━━━ DATASET ROWS

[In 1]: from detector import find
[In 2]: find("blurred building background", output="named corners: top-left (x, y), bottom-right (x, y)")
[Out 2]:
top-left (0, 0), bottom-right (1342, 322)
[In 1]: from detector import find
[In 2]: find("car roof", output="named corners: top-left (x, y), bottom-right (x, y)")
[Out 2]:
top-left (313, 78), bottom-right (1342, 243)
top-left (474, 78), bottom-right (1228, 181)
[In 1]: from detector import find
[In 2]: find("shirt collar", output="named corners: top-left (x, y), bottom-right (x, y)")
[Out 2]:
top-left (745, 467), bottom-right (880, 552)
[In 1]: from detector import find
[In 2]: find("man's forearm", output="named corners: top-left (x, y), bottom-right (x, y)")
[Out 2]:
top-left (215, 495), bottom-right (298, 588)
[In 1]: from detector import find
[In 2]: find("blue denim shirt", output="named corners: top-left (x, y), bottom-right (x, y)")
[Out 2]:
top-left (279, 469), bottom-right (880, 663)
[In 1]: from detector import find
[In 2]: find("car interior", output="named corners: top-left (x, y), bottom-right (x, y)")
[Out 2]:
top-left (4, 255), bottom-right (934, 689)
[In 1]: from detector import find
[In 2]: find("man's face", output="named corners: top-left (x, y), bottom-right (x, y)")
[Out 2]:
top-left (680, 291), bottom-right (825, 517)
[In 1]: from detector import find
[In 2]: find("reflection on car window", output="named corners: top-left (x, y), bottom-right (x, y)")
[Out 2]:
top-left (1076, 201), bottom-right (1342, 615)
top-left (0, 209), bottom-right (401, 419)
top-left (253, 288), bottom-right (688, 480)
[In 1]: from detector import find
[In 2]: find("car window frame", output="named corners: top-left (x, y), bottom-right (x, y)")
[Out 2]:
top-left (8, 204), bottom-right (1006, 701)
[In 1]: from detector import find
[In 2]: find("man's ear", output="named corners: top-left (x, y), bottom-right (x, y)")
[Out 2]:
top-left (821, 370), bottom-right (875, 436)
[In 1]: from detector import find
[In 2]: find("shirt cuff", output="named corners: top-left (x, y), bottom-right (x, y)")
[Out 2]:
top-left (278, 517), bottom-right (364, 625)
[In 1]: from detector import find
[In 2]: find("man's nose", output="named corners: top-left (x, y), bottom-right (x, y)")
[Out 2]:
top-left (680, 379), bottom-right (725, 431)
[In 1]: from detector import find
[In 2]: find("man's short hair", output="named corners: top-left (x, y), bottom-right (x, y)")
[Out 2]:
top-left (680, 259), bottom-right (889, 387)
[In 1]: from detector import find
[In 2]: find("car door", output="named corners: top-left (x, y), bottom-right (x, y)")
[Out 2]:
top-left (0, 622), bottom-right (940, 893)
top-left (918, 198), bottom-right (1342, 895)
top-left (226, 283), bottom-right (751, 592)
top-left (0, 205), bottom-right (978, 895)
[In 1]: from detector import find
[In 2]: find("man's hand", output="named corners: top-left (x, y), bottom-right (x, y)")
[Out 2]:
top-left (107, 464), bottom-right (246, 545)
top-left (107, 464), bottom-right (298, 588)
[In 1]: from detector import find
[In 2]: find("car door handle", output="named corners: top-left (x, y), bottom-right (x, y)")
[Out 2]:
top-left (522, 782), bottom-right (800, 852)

━━━━━━

WHAT YOU HAVE TO DO: Rename "detector" to "locator" in every one of the items above and keep all other text the same.

SOLUTION FOR THIS EXERCISE:
[In 1]: from locator import find
[In 2]: find("blurred building background", output="named corners: top-left (x, y), bottom-right (x, y)")
[Out 2]:
top-left (0, 0), bottom-right (1342, 322)
[In 1]: from locator import find
[In 2]: find("car roof", output="named corners: top-left (x, y), bottom-right (x, y)")
[Out 2]:
top-left (313, 78), bottom-right (1342, 243)
top-left (474, 78), bottom-right (1228, 181)
[In 1]: from locator import find
[In 2]: find("shirt collar", output="named corners: top-left (x, y), bottom-right (x, y)")
[Out 2]:
top-left (745, 467), bottom-right (880, 552)
[In 1]: from locator import find
[In 2]: find("man's forearm", output="named corners: top-left (x, y), bottom-right (x, y)")
[Out 2]:
top-left (215, 495), bottom-right (298, 588)
[In 1]: from locator import find
[In 2]: find("blue denim shirt", output="named corners: top-left (x, y), bottom-right (x, y)")
[Out 2]:
top-left (279, 469), bottom-right (880, 663)
[In 1]: from locator import find
[In 2]: find("car interior", output="named corners: top-left (x, y), bottom-right (x, y)")
[Out 2]:
top-left (4, 255), bottom-right (934, 689)
[In 1]: from locator import find
[In 2]: find("man's face", output="named corners: top-left (x, y), bottom-right (x, y)")
[Out 2]:
top-left (680, 291), bottom-right (825, 517)
[In 1]: from locator import find
[In 2]: find("reflection on car window", output="named corners: top-left (x, y), bottom-right (x, y)")
[Out 2]:
top-left (1076, 201), bottom-right (1342, 615)
top-left (0, 209), bottom-right (401, 419)
top-left (253, 288), bottom-right (688, 480)
[In 1]: from locator import find
[In 2]: find("car window frame", output="named corners: top-left (x, y), bottom-right (x, y)")
[Out 2]:
top-left (8, 204), bottom-right (1006, 701)
[In 1]: from locator import find
[In 2]: find("man's ear", output="named corners: top-left (x, y), bottom-right (x, y)")
[Out 2]:
top-left (821, 370), bottom-right (875, 436)
[In 1]: from locator import find
[In 2]: find("shirt cuff", output="named corners: top-left (x, y), bottom-right (x, y)")
[Out 2]:
top-left (278, 517), bottom-right (364, 625)
[In 1]: from locator import find
[In 2]: find("man's nose", output="named corners: top-left (x, y), bottom-right (x, y)")
[Out 2]:
top-left (680, 379), bottom-right (725, 431)
[In 1]: from locator import find
[In 2]: find("man's short hair", output="named corners: top-left (x, y), bottom-right (x, y)")
[Out 2]:
top-left (680, 259), bottom-right (889, 387)
[In 1]: from locator import find
[In 2]: find("car door", output="named corners: top-left (x, y), bottom-right (x, y)")
[Out 2]:
top-left (0, 622), bottom-right (940, 893)
top-left (918, 198), bottom-right (1342, 895)
top-left (226, 283), bottom-right (751, 592)
top-left (0, 205), bottom-right (978, 895)
[In 1]: from locator import find
[In 2]: find("man's hand", output="named corners: top-left (x, y), bottom-right (x, y)")
[Out 2]:
top-left (107, 464), bottom-right (246, 545)
top-left (107, 464), bottom-right (298, 588)
[In 1]: from locator import find
[In 2]: find("car door handle", output="named corners: top-left (x, y), bottom-right (x, y)")
[Out 2]:
top-left (522, 782), bottom-right (800, 852)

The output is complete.